Our statute does not specifically create a "good faith" exception to the imposition of treble damages for wrongful injury to trees, except in the three instances delineated. BHEC, relying primarily on Regan v. Moyle Petroleum Co., 344 N.W.2d 695, 697 (S.D.1984), argues that the South Dakota Supreme Court has created a "good faith" exception in the absence of such wording in punitive damages statutes. Unlike the situation in Regan, supra, this statute is not open ended. Three specific exceptions were created by the legislature.

At best, BHEC's authority to enter onto the property was limited to what was reasonable and necessary to maintain its transmission lines. Its liability, if any, is for abuse of its privilege to operate upon Wallahan's property, or the concept of trespass ab initio. See Restatement (Second) of Torts Sec. 214. While the term "trespass" encompasses this circumstance as well as all other commonly used definitions of the term, that issue is not particularly relevant to this action since the treble damages provision relates not to the illegal entry, but rather injury to the trees. The emphasis has been mistakenly placed upon the concept of trespass, when the true focus of the statute is the "wrongful injury" to the trees.

(Dataset excerpt)
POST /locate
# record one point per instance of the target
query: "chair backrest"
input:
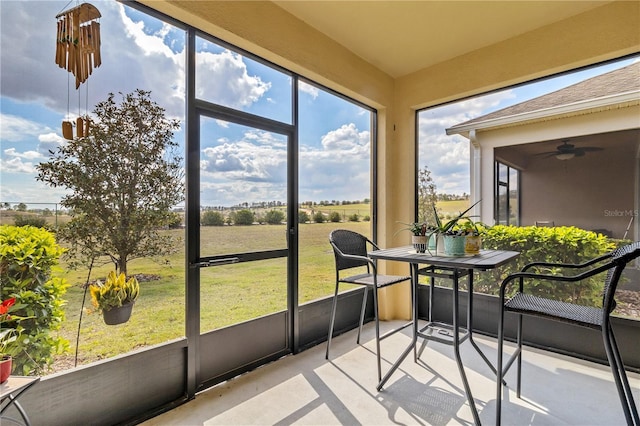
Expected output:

| EXERCISES TO COMPLETE |
a) Set down the entire text on treble damages for wrongful injury to trees, word for word.
b) Extract the full dataset excerpt verbatim, reproducing every line of the listing but leaving the picture out of your answer.

| REPLIES |
a)
Our statute does not specifically create a "good faith" exception to the imposition of treble damages for wrongful injury to trees, except in the three instances delineated. BHEC, relying primarily on Regan v. Moyle Petroleum Co., 344 N.W.2d 695, 697 (S.D.1984), argues that the South Dakota Supreme Court has created a "good faith" exception in the absence of such wording in punitive damages statutes. Unlike the situation in Regan, supra, this statute is not open ended. Three specific exceptions were created by the legislature.

At best, BHEC's authority to enter onto the property was limited to what was reasonable and necessary to maintain its transmission lines. Its liability, if any, is for abuse of its privilege to operate upon Wallahan's property, or the concept of trespass ab initio. See Restatement (Second) of Torts Sec. 214. While the term "trespass" encompasses this circumstance as well as all other commonly used definitions of the term, that issue is not particularly relevant to this action since the treble damages provision relates not to the illegal entry, but rather injury to the trees. The emphasis has been mistakenly placed upon the concept of trespass, when the true focus of the statute is the "wrongful injury" to the trees.

b)
POST /locate
# record one point per instance of the target
query: "chair backrest"
input:
Expected output:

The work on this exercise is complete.